# [What you are asked to do]
Required from the data below: the exact lines starting at the line containing "Question. Place one point on every instance of the woman" and ending at the line containing "x=372 y=648", with both ends kept and all pictures dropped.

# [Working data]
┏━━

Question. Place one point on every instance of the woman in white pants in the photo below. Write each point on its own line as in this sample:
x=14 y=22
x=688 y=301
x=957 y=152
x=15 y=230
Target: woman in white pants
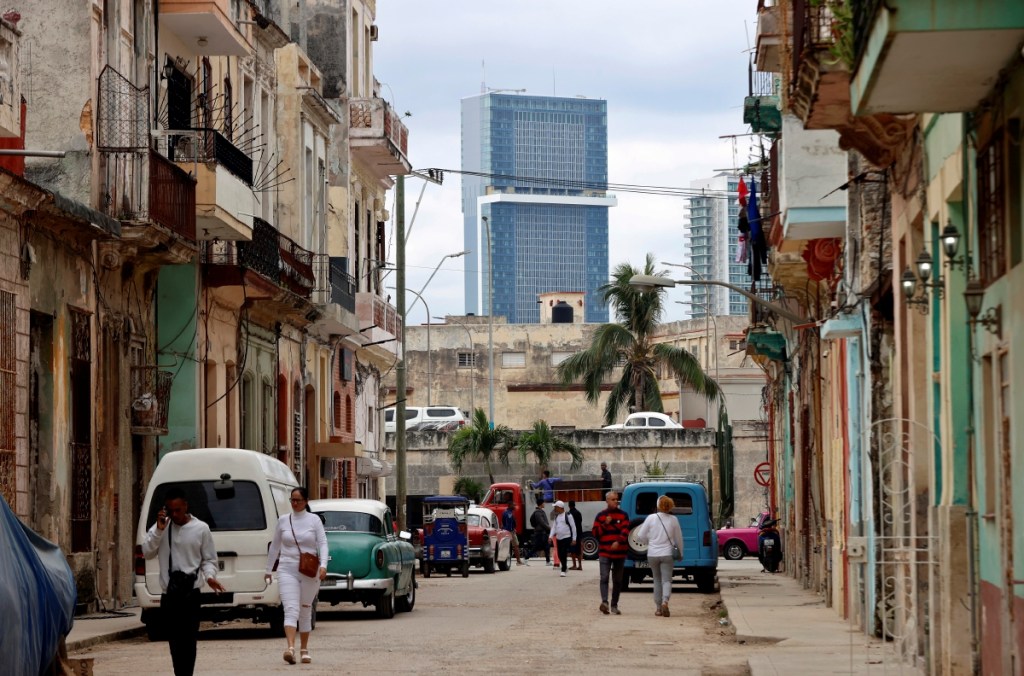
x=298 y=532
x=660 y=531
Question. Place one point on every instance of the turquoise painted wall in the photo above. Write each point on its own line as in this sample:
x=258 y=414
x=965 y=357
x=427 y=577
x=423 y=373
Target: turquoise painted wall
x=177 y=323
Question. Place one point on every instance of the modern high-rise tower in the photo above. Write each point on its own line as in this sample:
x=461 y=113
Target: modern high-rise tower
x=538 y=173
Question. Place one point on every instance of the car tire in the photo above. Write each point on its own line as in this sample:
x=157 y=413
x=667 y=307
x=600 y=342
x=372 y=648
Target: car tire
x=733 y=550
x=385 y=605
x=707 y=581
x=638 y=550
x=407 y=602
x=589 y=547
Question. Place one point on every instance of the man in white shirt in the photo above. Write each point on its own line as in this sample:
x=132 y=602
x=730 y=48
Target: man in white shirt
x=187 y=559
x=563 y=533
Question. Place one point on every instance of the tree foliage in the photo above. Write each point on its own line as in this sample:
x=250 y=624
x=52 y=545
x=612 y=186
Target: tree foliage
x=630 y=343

┗━━
┏━━

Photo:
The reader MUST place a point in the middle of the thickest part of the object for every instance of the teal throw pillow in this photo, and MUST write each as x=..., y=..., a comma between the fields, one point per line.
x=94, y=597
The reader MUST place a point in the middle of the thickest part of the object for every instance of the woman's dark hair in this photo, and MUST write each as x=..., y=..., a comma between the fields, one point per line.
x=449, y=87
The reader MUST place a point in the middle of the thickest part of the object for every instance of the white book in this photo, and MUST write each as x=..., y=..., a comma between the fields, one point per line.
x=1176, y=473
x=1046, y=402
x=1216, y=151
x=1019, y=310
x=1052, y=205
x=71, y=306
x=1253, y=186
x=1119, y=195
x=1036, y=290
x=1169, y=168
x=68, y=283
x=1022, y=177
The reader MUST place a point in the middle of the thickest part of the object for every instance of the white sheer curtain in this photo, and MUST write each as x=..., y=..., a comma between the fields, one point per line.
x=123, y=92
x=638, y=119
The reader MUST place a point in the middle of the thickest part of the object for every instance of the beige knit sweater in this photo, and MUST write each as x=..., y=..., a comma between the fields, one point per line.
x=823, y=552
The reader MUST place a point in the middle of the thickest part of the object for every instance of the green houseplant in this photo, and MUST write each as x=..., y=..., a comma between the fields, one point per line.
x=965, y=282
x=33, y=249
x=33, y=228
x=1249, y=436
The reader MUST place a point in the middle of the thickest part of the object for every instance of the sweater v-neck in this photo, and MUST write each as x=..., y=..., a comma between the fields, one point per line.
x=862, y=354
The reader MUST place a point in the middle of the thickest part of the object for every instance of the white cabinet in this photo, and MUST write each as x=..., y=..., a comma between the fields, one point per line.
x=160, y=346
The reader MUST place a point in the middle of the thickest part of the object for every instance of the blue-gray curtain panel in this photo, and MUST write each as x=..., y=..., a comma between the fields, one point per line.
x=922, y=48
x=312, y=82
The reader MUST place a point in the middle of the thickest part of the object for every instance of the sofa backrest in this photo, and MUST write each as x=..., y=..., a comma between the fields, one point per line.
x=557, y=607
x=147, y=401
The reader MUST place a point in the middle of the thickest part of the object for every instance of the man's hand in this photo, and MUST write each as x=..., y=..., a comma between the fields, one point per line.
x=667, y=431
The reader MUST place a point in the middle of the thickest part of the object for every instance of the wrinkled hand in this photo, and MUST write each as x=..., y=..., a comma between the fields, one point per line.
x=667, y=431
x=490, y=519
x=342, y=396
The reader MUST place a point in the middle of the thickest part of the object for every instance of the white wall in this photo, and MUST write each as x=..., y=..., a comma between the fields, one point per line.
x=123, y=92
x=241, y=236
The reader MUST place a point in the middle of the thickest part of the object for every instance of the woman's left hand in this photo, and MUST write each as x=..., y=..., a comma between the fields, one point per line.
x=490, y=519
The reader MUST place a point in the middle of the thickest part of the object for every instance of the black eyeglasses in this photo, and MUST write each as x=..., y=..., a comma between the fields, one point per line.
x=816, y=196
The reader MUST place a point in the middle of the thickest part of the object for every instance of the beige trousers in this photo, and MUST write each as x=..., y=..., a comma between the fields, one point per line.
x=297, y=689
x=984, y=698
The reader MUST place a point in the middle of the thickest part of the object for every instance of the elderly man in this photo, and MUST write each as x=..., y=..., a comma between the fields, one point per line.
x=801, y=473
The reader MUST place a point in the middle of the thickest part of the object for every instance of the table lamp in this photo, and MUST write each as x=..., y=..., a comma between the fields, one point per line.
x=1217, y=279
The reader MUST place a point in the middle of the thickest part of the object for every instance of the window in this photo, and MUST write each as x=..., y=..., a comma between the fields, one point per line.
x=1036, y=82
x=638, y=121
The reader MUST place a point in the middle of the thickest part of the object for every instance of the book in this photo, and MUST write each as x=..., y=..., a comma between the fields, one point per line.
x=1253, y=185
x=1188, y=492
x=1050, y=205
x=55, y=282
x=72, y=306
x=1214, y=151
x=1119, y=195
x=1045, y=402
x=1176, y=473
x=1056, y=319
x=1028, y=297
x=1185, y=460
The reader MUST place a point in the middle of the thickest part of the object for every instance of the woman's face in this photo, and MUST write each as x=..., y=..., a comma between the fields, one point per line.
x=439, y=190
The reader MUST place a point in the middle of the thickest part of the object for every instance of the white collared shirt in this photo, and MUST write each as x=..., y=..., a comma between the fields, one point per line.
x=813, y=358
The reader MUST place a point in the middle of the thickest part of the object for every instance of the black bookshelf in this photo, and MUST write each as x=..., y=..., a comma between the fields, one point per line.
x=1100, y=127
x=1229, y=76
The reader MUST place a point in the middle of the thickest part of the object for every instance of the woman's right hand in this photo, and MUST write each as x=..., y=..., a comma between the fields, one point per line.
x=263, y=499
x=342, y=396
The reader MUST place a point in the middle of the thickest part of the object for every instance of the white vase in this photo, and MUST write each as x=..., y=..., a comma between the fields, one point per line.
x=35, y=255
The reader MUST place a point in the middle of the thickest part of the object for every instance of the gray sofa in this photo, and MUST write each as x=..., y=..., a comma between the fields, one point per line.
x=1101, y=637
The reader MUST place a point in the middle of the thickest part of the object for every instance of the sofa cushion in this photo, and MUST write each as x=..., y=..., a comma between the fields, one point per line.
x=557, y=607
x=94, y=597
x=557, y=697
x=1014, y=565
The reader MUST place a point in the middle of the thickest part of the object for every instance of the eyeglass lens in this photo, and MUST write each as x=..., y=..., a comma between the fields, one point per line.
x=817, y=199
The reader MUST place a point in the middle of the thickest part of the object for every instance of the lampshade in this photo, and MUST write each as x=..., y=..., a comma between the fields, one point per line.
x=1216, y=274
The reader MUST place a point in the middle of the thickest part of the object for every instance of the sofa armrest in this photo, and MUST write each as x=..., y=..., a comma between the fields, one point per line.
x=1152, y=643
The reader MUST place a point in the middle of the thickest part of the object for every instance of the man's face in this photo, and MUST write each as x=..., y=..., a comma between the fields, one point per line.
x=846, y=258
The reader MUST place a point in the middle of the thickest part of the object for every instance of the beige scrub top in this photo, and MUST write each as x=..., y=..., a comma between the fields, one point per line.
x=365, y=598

┗━━
┏━━

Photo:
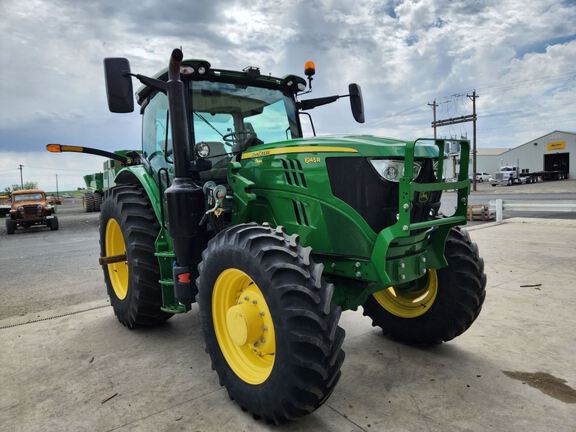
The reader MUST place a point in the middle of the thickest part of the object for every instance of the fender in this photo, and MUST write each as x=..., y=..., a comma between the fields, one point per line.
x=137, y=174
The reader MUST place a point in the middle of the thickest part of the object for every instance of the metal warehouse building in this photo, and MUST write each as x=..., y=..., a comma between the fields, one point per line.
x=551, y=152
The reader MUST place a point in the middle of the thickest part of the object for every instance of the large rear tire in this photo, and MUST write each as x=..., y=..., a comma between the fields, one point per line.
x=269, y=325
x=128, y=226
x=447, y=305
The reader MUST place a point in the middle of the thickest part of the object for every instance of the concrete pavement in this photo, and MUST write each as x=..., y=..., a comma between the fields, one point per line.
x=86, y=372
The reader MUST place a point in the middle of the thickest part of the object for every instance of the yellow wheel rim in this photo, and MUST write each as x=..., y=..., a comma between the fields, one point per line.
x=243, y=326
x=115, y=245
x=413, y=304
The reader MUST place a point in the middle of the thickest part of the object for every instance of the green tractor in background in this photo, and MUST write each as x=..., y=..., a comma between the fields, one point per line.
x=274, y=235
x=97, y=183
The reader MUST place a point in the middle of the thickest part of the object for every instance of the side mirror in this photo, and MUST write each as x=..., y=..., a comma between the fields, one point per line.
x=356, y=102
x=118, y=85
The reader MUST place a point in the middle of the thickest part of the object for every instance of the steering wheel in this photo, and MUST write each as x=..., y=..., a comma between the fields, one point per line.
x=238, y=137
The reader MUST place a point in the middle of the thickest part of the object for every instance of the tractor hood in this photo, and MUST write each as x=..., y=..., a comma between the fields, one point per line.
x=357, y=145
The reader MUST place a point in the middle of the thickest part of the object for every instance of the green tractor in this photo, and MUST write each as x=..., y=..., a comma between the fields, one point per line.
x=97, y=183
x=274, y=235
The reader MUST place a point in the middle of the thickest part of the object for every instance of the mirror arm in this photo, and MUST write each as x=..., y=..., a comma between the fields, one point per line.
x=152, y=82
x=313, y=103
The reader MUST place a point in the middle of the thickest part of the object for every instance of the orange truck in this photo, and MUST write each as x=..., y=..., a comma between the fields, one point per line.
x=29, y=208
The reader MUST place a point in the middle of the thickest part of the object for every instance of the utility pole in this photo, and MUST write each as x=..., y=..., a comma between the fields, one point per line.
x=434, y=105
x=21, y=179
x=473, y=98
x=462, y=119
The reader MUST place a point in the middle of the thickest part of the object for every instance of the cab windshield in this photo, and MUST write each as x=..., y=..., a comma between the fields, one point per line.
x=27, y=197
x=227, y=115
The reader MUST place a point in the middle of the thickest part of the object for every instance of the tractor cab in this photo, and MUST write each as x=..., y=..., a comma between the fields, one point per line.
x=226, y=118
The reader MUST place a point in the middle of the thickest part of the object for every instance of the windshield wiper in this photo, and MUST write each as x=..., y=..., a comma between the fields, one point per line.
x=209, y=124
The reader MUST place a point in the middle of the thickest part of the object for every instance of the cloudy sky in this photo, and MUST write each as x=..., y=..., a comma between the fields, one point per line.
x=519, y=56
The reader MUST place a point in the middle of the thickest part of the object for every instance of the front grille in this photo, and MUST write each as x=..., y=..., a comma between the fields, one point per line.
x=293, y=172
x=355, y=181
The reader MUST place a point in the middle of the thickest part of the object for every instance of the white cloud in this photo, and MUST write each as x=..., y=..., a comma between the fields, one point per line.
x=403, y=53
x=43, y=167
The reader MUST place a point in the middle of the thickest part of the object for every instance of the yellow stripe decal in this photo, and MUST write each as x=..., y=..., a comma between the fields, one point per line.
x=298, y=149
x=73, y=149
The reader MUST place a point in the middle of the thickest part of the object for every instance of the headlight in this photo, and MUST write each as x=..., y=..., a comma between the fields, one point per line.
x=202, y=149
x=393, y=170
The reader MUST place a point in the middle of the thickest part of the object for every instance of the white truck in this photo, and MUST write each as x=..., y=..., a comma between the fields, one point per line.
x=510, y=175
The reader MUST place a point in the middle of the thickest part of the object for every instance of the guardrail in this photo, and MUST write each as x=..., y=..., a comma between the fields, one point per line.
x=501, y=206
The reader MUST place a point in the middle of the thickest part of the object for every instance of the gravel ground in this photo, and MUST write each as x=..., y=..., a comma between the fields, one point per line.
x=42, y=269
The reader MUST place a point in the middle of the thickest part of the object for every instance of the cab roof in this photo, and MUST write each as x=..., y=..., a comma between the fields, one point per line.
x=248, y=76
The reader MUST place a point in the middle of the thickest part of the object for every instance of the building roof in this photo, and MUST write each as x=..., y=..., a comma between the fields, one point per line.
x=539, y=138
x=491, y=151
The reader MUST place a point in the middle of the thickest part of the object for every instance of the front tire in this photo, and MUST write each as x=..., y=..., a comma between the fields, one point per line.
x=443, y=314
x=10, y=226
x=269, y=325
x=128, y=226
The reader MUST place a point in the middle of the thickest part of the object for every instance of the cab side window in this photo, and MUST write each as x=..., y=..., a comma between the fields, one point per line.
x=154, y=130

┗━━

# [Response area]
Question. Place one point on every instance of the woman in white pants in the photo below. Write each point on its own line as in this sample:
x=14 y=22
x=688 y=301
x=957 y=152
x=15 y=230
Target: woman in white pants
x=298 y=532
x=660 y=531
Question. Place one point on every instance of the turquoise painted wall in the photo above. Write each point on its own line as in this sample:
x=258 y=414
x=965 y=357
x=427 y=577
x=423 y=373
Target: turquoise painted wall
x=177 y=323
Question. Place one point on every instance of the modern high-rise tower in the photo above. Write each point on its own line as in this sample:
x=461 y=113
Target: modern high-rise tower
x=538 y=173
Question. Place one point on every instance of the car tire in the photo above. Write each point on its own line as in this sample:
x=157 y=413
x=667 y=307
x=600 y=342
x=372 y=648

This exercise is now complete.